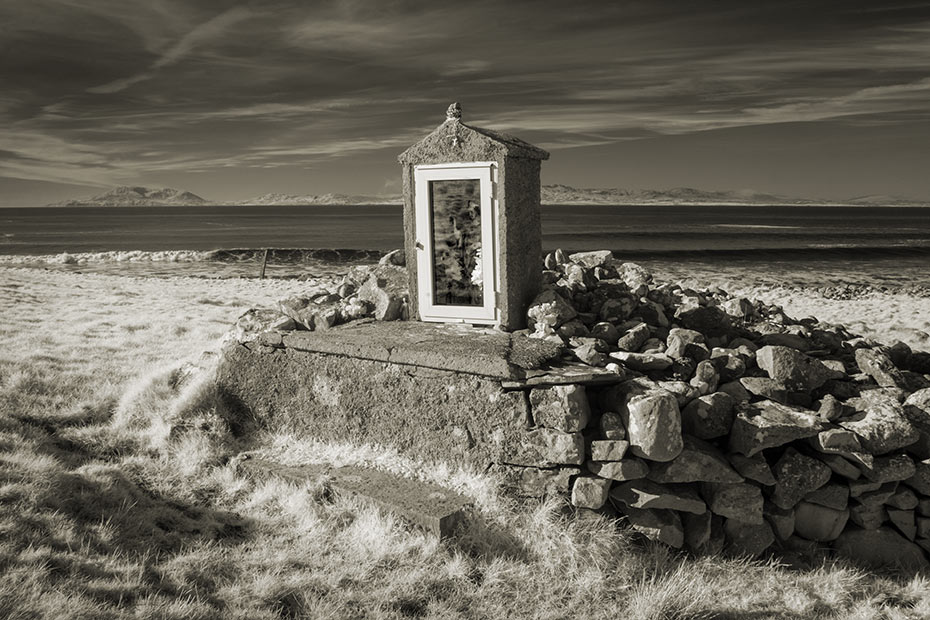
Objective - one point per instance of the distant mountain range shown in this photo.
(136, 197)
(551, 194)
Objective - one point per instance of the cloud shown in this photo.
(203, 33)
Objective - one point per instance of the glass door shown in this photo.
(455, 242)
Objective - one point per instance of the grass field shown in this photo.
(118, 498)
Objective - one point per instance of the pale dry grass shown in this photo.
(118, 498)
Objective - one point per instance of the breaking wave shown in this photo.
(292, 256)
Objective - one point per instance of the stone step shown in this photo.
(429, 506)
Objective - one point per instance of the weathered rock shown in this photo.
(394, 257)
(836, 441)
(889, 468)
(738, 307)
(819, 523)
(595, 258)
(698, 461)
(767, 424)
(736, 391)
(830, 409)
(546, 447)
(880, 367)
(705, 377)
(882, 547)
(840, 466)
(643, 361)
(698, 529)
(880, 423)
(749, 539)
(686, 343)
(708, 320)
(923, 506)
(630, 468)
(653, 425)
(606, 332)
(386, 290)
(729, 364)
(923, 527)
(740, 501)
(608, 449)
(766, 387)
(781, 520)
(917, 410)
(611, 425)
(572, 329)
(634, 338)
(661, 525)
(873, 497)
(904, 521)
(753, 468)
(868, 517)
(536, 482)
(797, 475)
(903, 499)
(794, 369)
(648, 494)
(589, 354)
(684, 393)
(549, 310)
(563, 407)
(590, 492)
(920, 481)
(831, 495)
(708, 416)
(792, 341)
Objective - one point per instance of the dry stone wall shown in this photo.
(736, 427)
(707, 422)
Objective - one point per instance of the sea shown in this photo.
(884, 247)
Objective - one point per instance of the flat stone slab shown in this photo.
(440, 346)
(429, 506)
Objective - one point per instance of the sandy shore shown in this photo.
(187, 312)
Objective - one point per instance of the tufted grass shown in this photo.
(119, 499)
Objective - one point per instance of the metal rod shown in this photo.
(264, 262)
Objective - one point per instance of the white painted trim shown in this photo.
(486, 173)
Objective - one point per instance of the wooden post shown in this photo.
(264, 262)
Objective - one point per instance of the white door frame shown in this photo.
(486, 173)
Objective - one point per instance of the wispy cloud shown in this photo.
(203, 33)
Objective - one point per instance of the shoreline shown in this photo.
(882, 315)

○ ○ ○ ○ ○

__Short task__
Recast all of the material above as a numbered list, dropping any blank lines. Leave the picture out of your answer.

__Full output__
1. Objective - one point per instance of the distant mountain range shown in this photo.
2. (136, 197)
3. (551, 194)
4. Objective - one point per instance of the cloud shown in this photo.
5. (203, 33)
6. Objective - one point per instance of the glass door shown in this photo.
7. (455, 242)
8. Objective - one point per instance of the grass field shown in this photo.
9. (118, 498)
10. Objective - one point per instance of the pale dry grass shown in this photo.
11. (118, 498)
12. Objective - one point per instance of the breaking wave shown in this photo.
13. (292, 256)
14. Objective - one point per instance of the stone step shown in this photo.
15. (429, 506)
16. Objective - one point per instance of the weathered rock shown in this photo.
17. (394, 257)
18. (836, 441)
19. (889, 468)
20. (738, 307)
21. (819, 523)
22. (595, 258)
23. (698, 461)
24. (767, 424)
25. (736, 391)
26. (830, 409)
27. (546, 447)
28. (880, 367)
29. (705, 377)
30. (882, 547)
31. (840, 466)
32. (643, 361)
33. (698, 529)
34. (880, 423)
35. (749, 539)
36. (686, 343)
37. (708, 320)
38. (923, 506)
39. (630, 468)
40. (653, 425)
41. (606, 332)
42. (386, 290)
43. (729, 364)
44. (923, 527)
45. (740, 501)
46. (608, 449)
47. (766, 387)
48. (781, 520)
49. (917, 410)
50. (611, 425)
51. (572, 329)
52. (634, 338)
53. (661, 525)
54. (873, 497)
55. (904, 521)
56. (753, 468)
57. (868, 517)
58. (536, 482)
59. (797, 475)
60. (903, 499)
61. (794, 369)
62. (648, 494)
63. (589, 354)
64. (684, 393)
65. (549, 310)
66. (563, 407)
67. (590, 492)
68. (920, 481)
69. (831, 495)
70. (708, 416)
71. (792, 341)
72. Objective - one point per instance of the dry stone wall shown in this photo.
73. (736, 427)
74. (707, 422)
75. Objective - one point per instance of the sea shown in this photo.
76. (884, 247)
77. Objective - one point per instance of the flat stone slab shown in this photo.
78. (440, 346)
79. (429, 506)
80. Objective - one point per instance of the sandy shore shown in this photo.
81. (187, 312)
82. Objective - one point per instance of the tufted grass shown in this photo.
83. (119, 499)
84. Objective - one point per instance of the metal rod shown in this photo.
85. (264, 262)
86. Objective - one point per instance of the white painted trim shown in this photo.
87. (486, 173)
88. Objective - one point per instance of the wooden post shown in this photo.
89. (264, 262)
90. Objective - one point per instance of the white door frame shown in this photo.
91. (486, 173)
92. Objective - one point per instance of the wispy cloud shown in this photo.
93. (203, 33)
94. Objective - one point per instance of the shoreline shown in this photo.
95. (882, 315)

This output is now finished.